*** Data supplied ***

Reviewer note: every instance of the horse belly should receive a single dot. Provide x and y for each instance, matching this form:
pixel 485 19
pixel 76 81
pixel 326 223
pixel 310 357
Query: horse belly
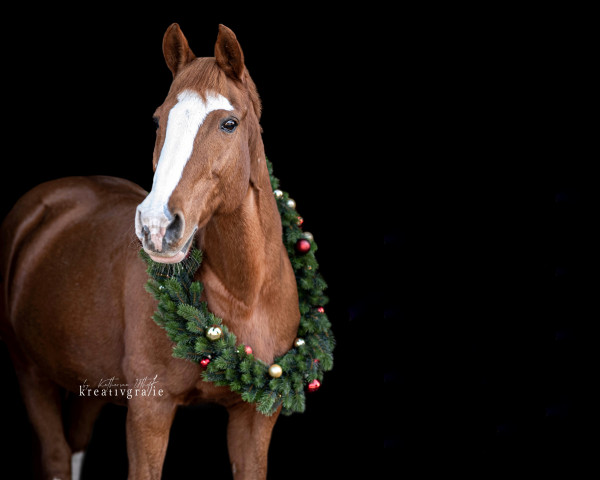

***

=== Work instructions ===
Return every line of the listing above where "pixel" appears.

=== Output for this exercise ===
pixel 485 19
pixel 76 81
pixel 326 223
pixel 310 357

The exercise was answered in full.